## SOURCE EXTRACT:
Investors have grown accustomed to an environment of record low interest rates. However, comments from the world’s major central banks, coupled with improving economic growth expectations, suggest that investors may soon have to adapt to a changing rate environment. For those investing for the short term to meet cash management needs, ensuring preservation of capital and maintaining liquidity as interest rates rise is a key priority. An understanding of how different cash-like investments are affected by rising rates can help treasurers position their portfolios to achieve this.
The current, yield-constrained environment
Since the financial crisis of 2008, the world’s major central banks have, to varying degrees, pursued ultra-loose monetary policies to stimulate economic activity. The US Federal Reserve (the Fed) was the earliest advocate of this approach, taking its benchmark federal funds rate to a record low of 0-0.25% in December of 2008, where it has remained since. The Bank of England followed suit soon thereafter, in March 2009 reducing its key rate to 0.50%, while the European Central Bank has gradually cut Eurozone interest rates from 2.00% in 2009 to their current record low level of 0.50%.

## REQUIREMENT 1:
Rewrite the interest-rate passage starting with "Investors have grown" and going on through "to achieve this.", putting "fund managers" in place of "treasurers".
## REQUIREMENT 2:
Name every central bank mentioned in the interest-rate passage.
## REQUIREMENT 3:
Write what comes next in the interest-rate passage, picking up after its last sentence.

## RAW DATA:
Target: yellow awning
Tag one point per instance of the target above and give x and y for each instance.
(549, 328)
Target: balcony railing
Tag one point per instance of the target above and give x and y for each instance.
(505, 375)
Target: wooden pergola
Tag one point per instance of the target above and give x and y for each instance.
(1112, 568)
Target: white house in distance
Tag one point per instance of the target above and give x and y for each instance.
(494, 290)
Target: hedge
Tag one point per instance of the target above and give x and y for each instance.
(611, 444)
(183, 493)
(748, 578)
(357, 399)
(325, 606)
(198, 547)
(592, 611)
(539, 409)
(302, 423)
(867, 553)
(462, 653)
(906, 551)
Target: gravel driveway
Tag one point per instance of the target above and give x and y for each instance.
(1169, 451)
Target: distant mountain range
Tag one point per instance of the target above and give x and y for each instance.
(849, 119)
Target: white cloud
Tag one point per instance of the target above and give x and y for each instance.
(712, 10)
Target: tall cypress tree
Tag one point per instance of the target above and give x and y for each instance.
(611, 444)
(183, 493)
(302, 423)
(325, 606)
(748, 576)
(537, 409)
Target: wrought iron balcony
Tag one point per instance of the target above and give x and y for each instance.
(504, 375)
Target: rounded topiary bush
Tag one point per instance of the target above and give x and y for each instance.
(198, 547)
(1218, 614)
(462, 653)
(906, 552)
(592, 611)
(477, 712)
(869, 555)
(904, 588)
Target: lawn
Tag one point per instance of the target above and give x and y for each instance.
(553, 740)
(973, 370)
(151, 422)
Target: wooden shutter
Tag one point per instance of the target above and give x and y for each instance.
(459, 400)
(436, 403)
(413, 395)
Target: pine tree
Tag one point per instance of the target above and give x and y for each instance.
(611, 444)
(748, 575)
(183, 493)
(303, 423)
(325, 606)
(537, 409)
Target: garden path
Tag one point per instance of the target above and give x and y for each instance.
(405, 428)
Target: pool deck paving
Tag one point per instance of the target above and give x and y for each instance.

## WRITTEN REPLY 1:
Investors have grown accustomed to an environment of record low interest rates. However, comments from the world’s major central banks, coupled with improving economic growth expectations, suggest that investors may soon have to adapt to a changing rate environment. For those investing for the short term to meet cash management needs, ensuring preservation of capital and maintaining liquidity as interest rates rise is a key priority. An understanding of how different cash-like investments are affected by rising rates can help fund managers position their portfolios to achieve this.

## WRITTEN REPLY 2:
The US Federal Reserve (the Fed), the Bank of England, the European Central Bank

## WRITTEN REPLY 3:
While interest rates have languished at historic lows, the unprecedented asset-purchase programmes of the Fed, the Bank of England and the Bank of Japan have served to inflate the prices of bonds, supressing yields further still. With the debt crisis in the Eurozone periphery raising concerns over a possible break-up of the currency bloc, and with developed markets in a prolonged slump, the yield on the US ten-year Treasury bond hit an all-time low just below 1.4% in July 2012. This was down from a high of nearly 15.9% in September 1981, as shown in the chart below. UK Gilt and German Bund yields have also fallen to their lowest ever levels.
The yield-constrained environment of the last few years has been a challenging one for liquidity investors looking to meet their short-term cash needs, particularly as inflationary pressures have served to erode returns. Conditions, however, now look to be changing and yields are picking up from their lows – since April, the interest rate on the ten-year US Treasury has risen by more than 100 basis points. Although this is likely to be a gradual process and central bank policy rates may remain on hold for some time yet, liquidity investors need to be prepared for an eventual normalisation of interest rates.
Lower for how much longer?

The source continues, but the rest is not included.